Work to complete:
(A) Please summarize the film program text in two sentences.
(B) According to the film program text, where will more information on the films, their makers, and contexts be published?
(C) Print the film program text from "Three of the films" up to and including "on the program convener’s telegram channel.".

Source:
++++++++++
Three of the films in this program will have their online premieres at e-flux Video and Film, while three of them have been, since their creation, freely circulating online. This was their natural habitat long before the current boom of online availability of artist films and videos. Both types of films are included in this program alongside each other to celebrate the ongoing liberation of film distribution practices, when exclusive content needs to catch up with the works made to be freely available. This program also strives to enable conversations between the films that do not necessarily belong to the same cinematic worlds—even if their country of origin remains the same. Throughout the duration of the program, more information on the films, their makers, and contexts will be published on the program convener’s telegram channel.  


Week #1: Wednesday, June 17–Tuesday June 23, 2020
Yuriy Hrytsyna, Varta1, Lviv, Ukraine, 2015
64 minutes
Interview with the filmmaker by Oleksiy Radynski

Yuriy Hrytsyna’s experimental documentary looks at the dialectics of direct democracy, online mobilization, hierarchy, and violence. Its premiere on e-flux Video and Film is dedicated to the ongoing movement against police violence that is spreading across the globe.
++++++++++
Available data:
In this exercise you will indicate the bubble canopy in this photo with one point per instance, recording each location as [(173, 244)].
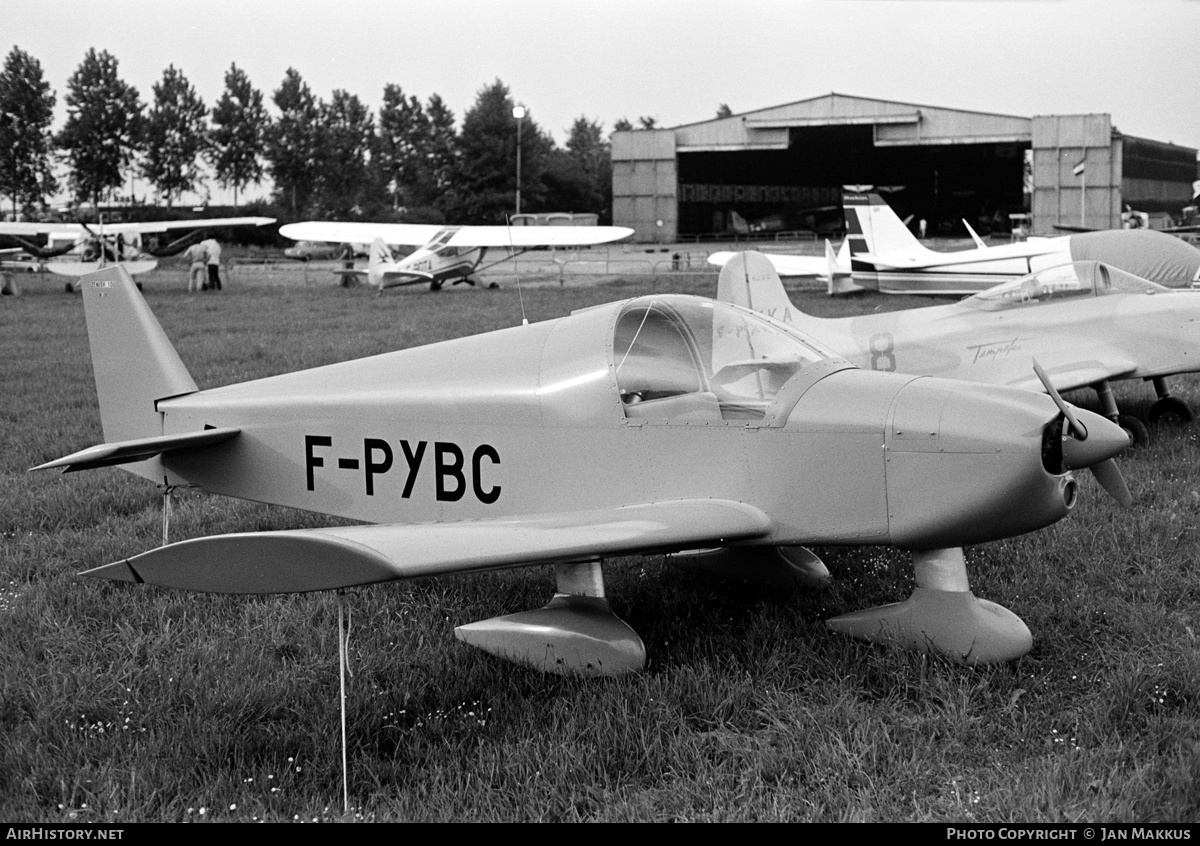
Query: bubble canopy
[(1062, 282), (695, 359)]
++++++++++
Answers per task:
(A) The program pairs three films premiering online at e-flux Video and Film with three that have circulated freely online since their creation, celebrating the ongoing liberation of film distribution and opening conversations between films from different cinematic worlds. Its first week, June 17–23, 2020, features Yuriy Hrytsyna's 64-minute experimental documentary Varta1, Lviv, Ukraine, which examines direct democracy, online mobilization, hierarchy, and violence, and whose premiere is dedicated to the movement against police violence.

(B) On the program convener's telegram channel.

(C)
Three of the films in this program will have their online premieres at e-flux Video and Film, while three of them have been, since their creation, freely circulating online. This was their natural habitat long before the current boom of online availability of artist films and videos. Both types of films are included in this program alongside each other to celebrate the ongoing liberation of film distribution practices, when exclusive content needs to catch up with the works made to be freely available. This program also strives to enable conversations between the films that do not necessarily belong to the same cinematic worlds—even if their country of origin remains the same. Throughout the duration of the program, more information on the films, their makers, and contexts will be published on the program convener’s telegram channel.